_Requirements_:
Count the lines in the material below that contain the string "left", and reply with that number alone.

_Materials provided_:

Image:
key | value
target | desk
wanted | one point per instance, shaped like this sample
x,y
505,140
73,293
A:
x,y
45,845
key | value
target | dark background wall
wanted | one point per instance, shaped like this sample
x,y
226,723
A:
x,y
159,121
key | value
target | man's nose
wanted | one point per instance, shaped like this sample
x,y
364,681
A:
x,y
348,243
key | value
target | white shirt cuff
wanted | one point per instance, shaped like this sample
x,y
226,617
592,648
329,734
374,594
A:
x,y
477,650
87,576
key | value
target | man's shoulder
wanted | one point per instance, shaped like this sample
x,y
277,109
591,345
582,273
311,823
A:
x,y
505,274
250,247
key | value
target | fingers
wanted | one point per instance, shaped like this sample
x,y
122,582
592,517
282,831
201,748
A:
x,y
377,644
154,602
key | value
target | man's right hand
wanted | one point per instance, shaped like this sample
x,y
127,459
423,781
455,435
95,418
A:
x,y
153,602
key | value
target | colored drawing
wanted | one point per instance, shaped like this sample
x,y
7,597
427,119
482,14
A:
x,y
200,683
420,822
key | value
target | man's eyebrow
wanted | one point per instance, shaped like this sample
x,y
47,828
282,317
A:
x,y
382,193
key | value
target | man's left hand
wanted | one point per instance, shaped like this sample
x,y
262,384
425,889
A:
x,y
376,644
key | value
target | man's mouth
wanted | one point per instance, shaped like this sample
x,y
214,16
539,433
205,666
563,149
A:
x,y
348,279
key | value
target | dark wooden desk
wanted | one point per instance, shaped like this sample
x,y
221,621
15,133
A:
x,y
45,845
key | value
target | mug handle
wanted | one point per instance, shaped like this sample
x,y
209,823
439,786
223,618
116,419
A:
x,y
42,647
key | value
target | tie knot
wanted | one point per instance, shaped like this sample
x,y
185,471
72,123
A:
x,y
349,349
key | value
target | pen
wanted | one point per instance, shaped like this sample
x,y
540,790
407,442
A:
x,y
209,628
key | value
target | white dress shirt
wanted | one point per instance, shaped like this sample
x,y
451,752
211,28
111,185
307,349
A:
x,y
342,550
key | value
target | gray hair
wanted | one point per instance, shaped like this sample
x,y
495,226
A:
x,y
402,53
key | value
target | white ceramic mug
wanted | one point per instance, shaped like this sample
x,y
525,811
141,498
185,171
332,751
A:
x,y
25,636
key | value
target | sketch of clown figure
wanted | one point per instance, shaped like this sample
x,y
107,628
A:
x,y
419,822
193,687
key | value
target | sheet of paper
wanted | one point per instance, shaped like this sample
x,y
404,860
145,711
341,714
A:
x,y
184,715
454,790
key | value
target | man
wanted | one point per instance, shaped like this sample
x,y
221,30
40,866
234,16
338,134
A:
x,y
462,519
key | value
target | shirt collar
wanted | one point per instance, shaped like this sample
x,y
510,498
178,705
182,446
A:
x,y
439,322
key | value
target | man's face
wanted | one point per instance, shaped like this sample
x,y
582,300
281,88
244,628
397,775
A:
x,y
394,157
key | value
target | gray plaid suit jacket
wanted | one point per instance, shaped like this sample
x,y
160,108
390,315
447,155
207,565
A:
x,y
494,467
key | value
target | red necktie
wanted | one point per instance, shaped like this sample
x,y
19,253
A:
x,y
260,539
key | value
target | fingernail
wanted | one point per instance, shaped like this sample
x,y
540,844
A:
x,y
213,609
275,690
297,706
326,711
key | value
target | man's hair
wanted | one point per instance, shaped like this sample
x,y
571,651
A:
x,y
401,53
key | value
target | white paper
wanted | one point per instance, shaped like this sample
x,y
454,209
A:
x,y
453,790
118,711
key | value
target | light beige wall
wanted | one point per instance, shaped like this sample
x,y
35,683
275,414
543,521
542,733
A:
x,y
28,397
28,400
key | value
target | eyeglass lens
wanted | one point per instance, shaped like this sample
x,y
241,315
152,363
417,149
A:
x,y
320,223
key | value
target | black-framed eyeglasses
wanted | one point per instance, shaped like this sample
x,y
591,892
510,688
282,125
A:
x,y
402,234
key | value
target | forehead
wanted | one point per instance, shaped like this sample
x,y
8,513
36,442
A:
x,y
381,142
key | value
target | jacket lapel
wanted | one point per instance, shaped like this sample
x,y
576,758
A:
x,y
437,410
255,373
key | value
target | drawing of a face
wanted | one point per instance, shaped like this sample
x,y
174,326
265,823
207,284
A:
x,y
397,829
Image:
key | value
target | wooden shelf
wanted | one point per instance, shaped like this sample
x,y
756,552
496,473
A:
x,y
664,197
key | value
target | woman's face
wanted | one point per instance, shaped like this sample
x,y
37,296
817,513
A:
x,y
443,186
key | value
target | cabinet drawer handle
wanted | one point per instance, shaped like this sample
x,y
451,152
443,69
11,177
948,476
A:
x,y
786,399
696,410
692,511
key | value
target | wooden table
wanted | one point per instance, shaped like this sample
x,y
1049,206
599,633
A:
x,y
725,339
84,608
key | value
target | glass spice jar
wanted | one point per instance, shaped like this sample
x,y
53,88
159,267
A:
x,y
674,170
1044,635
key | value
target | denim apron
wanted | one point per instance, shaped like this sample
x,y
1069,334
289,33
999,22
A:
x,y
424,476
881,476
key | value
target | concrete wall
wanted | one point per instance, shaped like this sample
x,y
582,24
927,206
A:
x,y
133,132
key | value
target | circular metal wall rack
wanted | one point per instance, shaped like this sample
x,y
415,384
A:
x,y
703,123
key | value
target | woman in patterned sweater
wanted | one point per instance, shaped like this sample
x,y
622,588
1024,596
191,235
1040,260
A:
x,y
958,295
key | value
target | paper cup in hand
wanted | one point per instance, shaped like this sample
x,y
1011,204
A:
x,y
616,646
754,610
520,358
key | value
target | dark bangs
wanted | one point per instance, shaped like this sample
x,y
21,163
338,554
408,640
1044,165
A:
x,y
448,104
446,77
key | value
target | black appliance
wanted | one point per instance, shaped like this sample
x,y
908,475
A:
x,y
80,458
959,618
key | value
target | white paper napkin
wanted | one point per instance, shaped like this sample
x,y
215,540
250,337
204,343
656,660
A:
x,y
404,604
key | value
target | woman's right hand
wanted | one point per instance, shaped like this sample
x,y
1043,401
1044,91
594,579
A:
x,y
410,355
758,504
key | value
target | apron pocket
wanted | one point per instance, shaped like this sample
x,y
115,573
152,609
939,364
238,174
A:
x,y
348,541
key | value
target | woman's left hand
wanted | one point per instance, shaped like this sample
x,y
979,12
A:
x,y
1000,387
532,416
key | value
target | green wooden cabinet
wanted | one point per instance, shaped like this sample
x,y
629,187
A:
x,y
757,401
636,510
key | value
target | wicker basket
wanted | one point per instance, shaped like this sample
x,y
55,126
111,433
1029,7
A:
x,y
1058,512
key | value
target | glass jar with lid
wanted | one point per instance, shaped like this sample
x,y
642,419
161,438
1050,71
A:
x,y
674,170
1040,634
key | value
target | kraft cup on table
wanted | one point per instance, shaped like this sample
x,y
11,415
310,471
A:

_Final answer_:
2